◆ SET PROBLEM
Write out the material below word for word, without changing any line.

>>>

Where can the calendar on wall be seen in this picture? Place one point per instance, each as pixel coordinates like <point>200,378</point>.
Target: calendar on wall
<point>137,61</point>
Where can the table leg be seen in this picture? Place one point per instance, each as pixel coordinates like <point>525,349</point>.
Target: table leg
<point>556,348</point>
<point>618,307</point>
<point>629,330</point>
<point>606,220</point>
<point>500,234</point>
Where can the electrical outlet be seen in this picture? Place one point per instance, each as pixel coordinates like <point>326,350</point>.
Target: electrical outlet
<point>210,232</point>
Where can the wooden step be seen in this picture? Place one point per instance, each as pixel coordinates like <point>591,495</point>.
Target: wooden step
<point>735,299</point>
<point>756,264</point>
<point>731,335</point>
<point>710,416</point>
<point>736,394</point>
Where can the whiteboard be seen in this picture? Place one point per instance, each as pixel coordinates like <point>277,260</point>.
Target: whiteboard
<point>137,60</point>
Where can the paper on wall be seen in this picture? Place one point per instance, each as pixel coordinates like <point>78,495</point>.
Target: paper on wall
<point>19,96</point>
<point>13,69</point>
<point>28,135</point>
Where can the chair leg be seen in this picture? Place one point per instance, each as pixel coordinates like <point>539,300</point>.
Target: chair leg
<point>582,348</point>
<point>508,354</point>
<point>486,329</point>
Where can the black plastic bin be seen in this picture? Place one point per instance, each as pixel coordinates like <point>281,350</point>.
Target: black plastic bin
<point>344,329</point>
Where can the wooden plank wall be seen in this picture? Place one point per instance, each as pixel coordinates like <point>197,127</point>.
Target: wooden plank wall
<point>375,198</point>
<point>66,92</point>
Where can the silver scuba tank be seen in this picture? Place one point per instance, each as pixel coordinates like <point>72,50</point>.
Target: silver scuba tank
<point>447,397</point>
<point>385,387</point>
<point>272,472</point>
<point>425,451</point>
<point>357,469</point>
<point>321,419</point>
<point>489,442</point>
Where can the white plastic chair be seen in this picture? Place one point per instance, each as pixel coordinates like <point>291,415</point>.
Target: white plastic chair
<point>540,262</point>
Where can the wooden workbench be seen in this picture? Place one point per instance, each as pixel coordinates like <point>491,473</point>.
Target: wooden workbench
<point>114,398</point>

<<<

◆ FINISHED TASK
Where can the calendar on wall be seen in this picture? Place one point per instance, each as pixel coordinates like <point>200,378</point>.
Target: calendar on wall
<point>137,61</point>
Where can the table leg be seen in this picture? Place one point per instance, each as pixel coordinates like <point>525,349</point>.
Target: table leg
<point>556,348</point>
<point>618,307</point>
<point>629,330</point>
<point>606,220</point>
<point>500,234</point>
Where can the electrical outlet be seen in this picture? Place one point per instance, each as pixel coordinates like <point>326,350</point>.
Target: electrical outlet
<point>210,232</point>
Where can the wooden step be seen in this picture? Place one point per instance, each as pixel coordinates like <point>591,495</point>.
Target: wooden step
<point>735,299</point>
<point>756,264</point>
<point>731,335</point>
<point>710,416</point>
<point>736,394</point>
Where can the whiteboard be seen in this picture? Place one point per instance, each as pixel coordinates like <point>277,260</point>.
Target: whiteboard
<point>137,60</point>
Where can the paper on wall be seen in this picture? Place one point per instance, each as pixel coordinates like <point>78,495</point>.
Target: paper on wall
<point>19,96</point>
<point>13,69</point>
<point>28,135</point>
Where can the chair leg be seen in this picture? Place one point per instance, each as pixel coordinates like <point>539,300</point>.
Target: chair leg
<point>582,348</point>
<point>508,354</point>
<point>486,329</point>
Where can the black plastic bin be seen in this picture? Place one point per instance, each as pixel coordinates like <point>281,350</point>.
Target: black plastic bin
<point>344,329</point>
Where can the wooden plank wall be seen in this picture? Place one point per instance, each as pixel coordinates like <point>197,127</point>.
Target: wooden plank wall
<point>375,198</point>
<point>66,92</point>
Where can the silver scuba tank be seen in this picture? Place one point per instance, each as pixel coordinates like <point>72,50</point>.
Target: silver scuba tank
<point>447,397</point>
<point>385,387</point>
<point>272,472</point>
<point>425,451</point>
<point>357,469</point>
<point>321,419</point>
<point>489,442</point>
Where can the white plastic chair be seen in this picture? Place one point per instance, each as pixel coordinates like <point>291,415</point>.
Target: white plastic chair
<point>540,262</point>
Where can the wooden workbench be seen in this picture? Place one point per instance, each as pixel coordinates like <point>491,473</point>.
Target: wooden workbench
<point>114,398</point>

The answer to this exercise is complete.